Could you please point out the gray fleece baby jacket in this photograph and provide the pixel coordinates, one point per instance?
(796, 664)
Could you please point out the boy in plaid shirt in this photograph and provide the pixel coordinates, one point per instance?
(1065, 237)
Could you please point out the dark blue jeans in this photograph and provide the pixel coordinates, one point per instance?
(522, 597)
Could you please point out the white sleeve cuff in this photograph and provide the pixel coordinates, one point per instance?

* * *

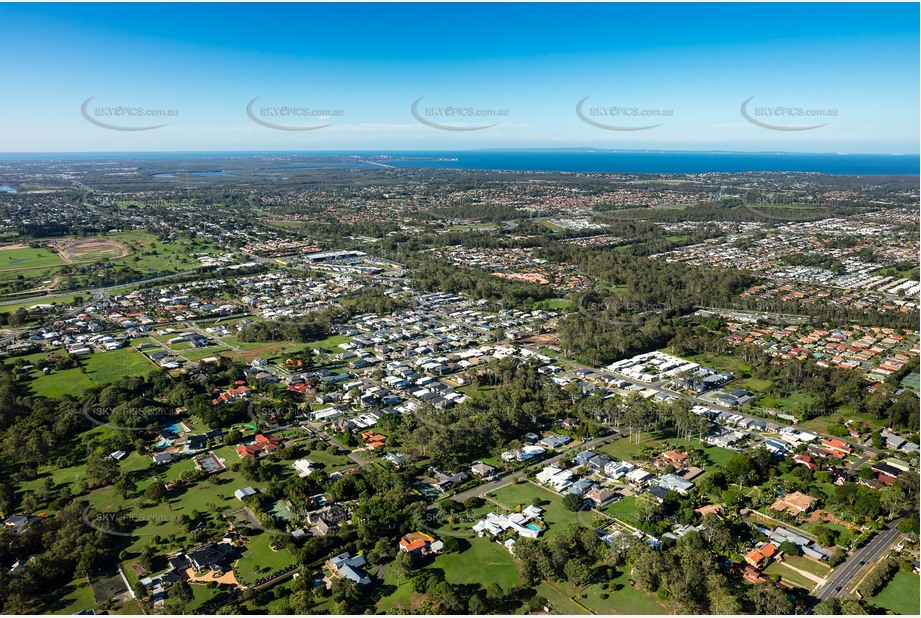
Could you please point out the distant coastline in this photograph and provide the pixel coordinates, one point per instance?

> _Task goal_: Reproduce the records verbatim, from the line containing "Could you please point out the gray" through the line containing "(1065, 237)", both included.

> _Output_:
Could you please point out the gray fleece baby jacket in this photograph and provide the pixel coordinates, one point per instance?
(796, 664)
Could you please point out the boy in plaid shirt in this photograph and provide the pixel coordinates, one point per instance?
(1065, 237)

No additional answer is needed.